* [ESTRATTO DELLA PAGINA]:

□ □ □ □ □ □ □

1. Il condono edilizio e i diritti dei terzi.
La legittimità, sotto il profilo
amministrativo, del provvedimento concessorio non vale a sanare l’illecito
civile conseguente al mancato rispetto della disciplina delle distanze
(Francario 1991, 161).
L’autonomia della tutela civile
rispetto a quella amministrativa è stata ribadita dalla dottrina.
I diritti dei terzi, eventualmente
anche volti ad impedire la costruzione o ad ottenere il risarcimento dei danni,
per violazione di norme urbanistiche integrative del codice civile, rimangono
impregiudicati dal rilascio della concessione o della autorizzazione, sia che
in esse sia apposta la clausola “salvi i diritti dei terzi” sia che essa manchi
(Mengoli 1997, 869).
La giurisprudenza è unanime nel
ritenere che la l. 28 febbraio 1985, n. 47, di sanatoria delle opere edilizie
abusive, esplica effetti soltanto nei rapporti tra privato costruttore e p.a. e
non anche nei rapporti tra privati.
Le conseguenze delle violazioni
edilizie si sviluppano su due piani ben distinti di rapporti giuridici: uno,
pubblicistico, tra il soggetto costruttore e gli organi pubblici amministrativi
preposti alla prevenzione e alla repressione degli illeciti, l'altro,
privatistico, tra lo stesso soggetto e i titolari di diritti soggettivi che
possono rimanere lesi dall'attività edificatoria del primo.
Questi due ordini di rapporti, di
regola, non interferiscono tra loro, in quanto, come, da un lato, la
approvazione di un progetto edilizio e la connessa concessione amministrativa
in sanatoria non legittimano violazioni giuridiche a danno di terzi, così non
sono di ostacolo alla conseguente azione degli interessati nella sede opportuna
per accertare il mancato rispetto delle norme a tutela delle distanze.
Quando le distanze sono stabilite da
fonti secondarie, quale il piano regolatore, non è consentito alle parti di
derogare alla normativa speciale e l'eventuale condono edilizio ottenuto, in
quanto intercorrente soltanto tra il privato costruttore e la p.a. non priva il
vicino (che è terzo) del potere di pretendere l'osservanza della distanza
stabilita dallo strumento urbanistico
(Cass. civ., sez. II, 28 dicembre
1999, n. 14600, GCM, 1999, 2631).

□ □ □ □ □ □ □

* [CONSEGNE]:
**A)** Elenca tutti i riferimenti alle fonti che il brano sul condono edilizio riporta tra parentesi.
**B)** Riscrivi il passo del brano sul condono edilizio che comincia con le parole "Le conseguenze delle" e termina con "edificatoria del primo.", sostituendo "privatistico" con "civilistico".

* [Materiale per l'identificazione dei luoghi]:
□ □ □ □ □ □ □

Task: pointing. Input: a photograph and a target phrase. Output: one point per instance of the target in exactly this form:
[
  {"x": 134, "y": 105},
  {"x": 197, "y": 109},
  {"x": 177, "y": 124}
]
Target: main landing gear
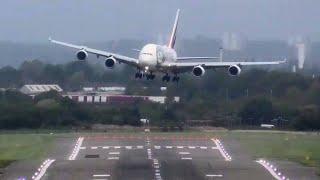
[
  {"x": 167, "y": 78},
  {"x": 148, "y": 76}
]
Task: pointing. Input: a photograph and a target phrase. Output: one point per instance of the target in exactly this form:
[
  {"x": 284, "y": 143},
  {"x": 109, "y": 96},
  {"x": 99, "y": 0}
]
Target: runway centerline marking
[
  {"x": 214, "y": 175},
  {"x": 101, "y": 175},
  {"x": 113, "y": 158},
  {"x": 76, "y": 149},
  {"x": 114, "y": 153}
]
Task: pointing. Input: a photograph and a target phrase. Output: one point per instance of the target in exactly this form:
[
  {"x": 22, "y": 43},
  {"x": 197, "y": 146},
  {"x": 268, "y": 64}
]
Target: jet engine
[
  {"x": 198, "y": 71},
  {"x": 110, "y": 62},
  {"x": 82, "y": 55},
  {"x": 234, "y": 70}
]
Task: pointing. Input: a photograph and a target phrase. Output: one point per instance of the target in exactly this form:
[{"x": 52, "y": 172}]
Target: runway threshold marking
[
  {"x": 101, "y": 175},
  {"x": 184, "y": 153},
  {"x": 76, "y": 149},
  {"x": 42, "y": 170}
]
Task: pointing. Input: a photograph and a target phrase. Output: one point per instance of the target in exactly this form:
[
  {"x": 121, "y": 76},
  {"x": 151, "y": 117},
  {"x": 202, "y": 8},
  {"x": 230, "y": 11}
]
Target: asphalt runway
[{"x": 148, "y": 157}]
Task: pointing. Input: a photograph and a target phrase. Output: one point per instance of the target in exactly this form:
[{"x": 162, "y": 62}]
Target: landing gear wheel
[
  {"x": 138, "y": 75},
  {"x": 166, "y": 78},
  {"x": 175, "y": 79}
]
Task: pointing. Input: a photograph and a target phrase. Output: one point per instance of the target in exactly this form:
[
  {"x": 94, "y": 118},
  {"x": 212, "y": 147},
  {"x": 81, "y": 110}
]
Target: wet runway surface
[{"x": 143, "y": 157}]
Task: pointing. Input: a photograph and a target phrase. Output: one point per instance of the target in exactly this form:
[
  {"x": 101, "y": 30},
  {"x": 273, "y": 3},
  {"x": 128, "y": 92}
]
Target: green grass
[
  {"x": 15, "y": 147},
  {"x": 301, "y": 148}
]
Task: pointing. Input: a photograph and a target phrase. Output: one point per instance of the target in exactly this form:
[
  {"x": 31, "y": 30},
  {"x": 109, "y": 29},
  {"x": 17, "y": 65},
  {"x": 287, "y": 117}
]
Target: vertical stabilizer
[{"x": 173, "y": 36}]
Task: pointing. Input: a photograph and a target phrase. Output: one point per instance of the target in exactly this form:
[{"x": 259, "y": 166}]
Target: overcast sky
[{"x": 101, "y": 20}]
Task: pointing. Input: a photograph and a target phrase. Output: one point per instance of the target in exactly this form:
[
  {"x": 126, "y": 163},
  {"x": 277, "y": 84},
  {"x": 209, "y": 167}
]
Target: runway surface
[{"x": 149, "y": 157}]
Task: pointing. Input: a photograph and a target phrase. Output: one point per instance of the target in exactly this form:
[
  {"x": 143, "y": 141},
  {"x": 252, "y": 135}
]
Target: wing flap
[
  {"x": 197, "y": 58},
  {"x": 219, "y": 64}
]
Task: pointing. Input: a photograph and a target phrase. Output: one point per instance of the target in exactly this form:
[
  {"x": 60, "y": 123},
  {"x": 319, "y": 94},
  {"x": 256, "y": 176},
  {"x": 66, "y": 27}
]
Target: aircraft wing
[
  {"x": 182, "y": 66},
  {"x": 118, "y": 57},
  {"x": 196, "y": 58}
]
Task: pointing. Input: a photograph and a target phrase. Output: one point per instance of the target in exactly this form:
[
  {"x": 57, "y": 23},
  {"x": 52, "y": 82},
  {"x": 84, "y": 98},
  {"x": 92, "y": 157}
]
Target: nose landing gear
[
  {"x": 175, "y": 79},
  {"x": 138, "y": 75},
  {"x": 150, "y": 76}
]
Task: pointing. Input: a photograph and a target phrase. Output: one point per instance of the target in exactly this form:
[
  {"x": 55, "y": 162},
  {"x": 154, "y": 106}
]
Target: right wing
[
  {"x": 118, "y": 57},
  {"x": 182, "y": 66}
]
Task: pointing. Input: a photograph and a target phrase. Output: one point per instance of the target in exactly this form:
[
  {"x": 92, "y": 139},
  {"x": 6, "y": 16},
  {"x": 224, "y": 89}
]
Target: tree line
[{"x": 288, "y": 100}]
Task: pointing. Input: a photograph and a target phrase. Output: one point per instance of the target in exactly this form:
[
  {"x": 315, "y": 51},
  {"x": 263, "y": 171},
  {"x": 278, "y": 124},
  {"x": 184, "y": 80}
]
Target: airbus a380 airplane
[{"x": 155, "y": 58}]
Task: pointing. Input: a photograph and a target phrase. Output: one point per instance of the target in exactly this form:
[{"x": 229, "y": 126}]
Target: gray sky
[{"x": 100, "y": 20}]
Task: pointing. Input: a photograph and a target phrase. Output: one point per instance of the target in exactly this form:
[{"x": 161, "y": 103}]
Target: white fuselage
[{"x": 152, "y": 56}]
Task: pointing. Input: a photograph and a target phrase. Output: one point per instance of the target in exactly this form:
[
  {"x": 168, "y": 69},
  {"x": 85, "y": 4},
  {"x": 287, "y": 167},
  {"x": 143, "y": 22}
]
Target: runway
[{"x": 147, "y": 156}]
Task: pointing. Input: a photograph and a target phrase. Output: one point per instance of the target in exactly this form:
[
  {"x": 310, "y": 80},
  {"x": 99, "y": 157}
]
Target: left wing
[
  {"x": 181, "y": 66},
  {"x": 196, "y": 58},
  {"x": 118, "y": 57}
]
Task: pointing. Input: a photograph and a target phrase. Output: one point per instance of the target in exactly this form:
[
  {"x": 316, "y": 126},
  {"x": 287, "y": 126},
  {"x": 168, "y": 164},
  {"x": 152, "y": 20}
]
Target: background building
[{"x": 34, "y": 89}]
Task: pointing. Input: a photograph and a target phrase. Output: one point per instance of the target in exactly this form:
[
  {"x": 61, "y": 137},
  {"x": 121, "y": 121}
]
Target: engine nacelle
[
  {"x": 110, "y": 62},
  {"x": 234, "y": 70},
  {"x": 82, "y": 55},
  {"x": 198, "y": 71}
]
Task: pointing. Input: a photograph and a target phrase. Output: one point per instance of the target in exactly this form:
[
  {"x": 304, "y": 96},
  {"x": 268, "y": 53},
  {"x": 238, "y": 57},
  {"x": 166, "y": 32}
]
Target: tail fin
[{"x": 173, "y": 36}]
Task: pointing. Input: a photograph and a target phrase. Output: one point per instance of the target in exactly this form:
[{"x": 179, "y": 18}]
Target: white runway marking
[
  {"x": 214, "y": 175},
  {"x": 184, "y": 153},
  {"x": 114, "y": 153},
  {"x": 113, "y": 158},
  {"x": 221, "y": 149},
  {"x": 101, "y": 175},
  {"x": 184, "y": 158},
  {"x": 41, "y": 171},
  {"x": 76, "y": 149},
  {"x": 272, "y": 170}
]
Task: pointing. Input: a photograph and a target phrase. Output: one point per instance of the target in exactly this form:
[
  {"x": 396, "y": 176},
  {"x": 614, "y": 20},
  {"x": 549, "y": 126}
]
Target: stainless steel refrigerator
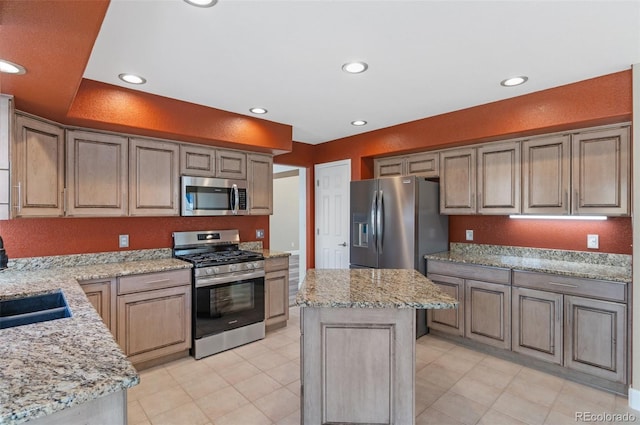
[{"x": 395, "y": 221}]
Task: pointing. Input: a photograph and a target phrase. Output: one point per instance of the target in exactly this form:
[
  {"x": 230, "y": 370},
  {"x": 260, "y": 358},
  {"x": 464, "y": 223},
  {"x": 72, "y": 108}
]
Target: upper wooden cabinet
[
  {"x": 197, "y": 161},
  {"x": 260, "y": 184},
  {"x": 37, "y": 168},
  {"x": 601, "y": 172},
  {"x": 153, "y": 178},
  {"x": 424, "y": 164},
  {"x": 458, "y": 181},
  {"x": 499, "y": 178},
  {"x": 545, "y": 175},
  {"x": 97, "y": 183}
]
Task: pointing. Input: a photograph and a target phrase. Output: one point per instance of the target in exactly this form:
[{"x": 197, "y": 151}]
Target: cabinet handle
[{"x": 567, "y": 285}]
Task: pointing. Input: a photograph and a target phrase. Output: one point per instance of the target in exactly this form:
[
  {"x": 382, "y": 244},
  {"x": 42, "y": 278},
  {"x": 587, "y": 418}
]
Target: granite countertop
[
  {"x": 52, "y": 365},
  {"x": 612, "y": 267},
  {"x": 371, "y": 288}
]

□ □ □ □ □ □ □

* [RISPOSTE ALLE CONSEGNE]:
**A)**
- Francario 1991, 161
- Mengoli 1997, 869
- Cass. civ., sez. II, 28 dicembre 1999, n. 14600, GCM, 1999, 2631

**B)**
Le conseguenze delle violazioni
edilizie si sviluppano su due piani ben distinti di rapporti giuridici: uno,
pubblicistico, tra il soggetto costruttore e gli organi pubblici amministrativi
preposti alla prevenzione e alla repressione degli illeciti, l'altro,
civilistico, tra lo stesso soggetto e i titolari di diritti soggettivi che
possono rimanere lesi dall'attività edificatoria del primo.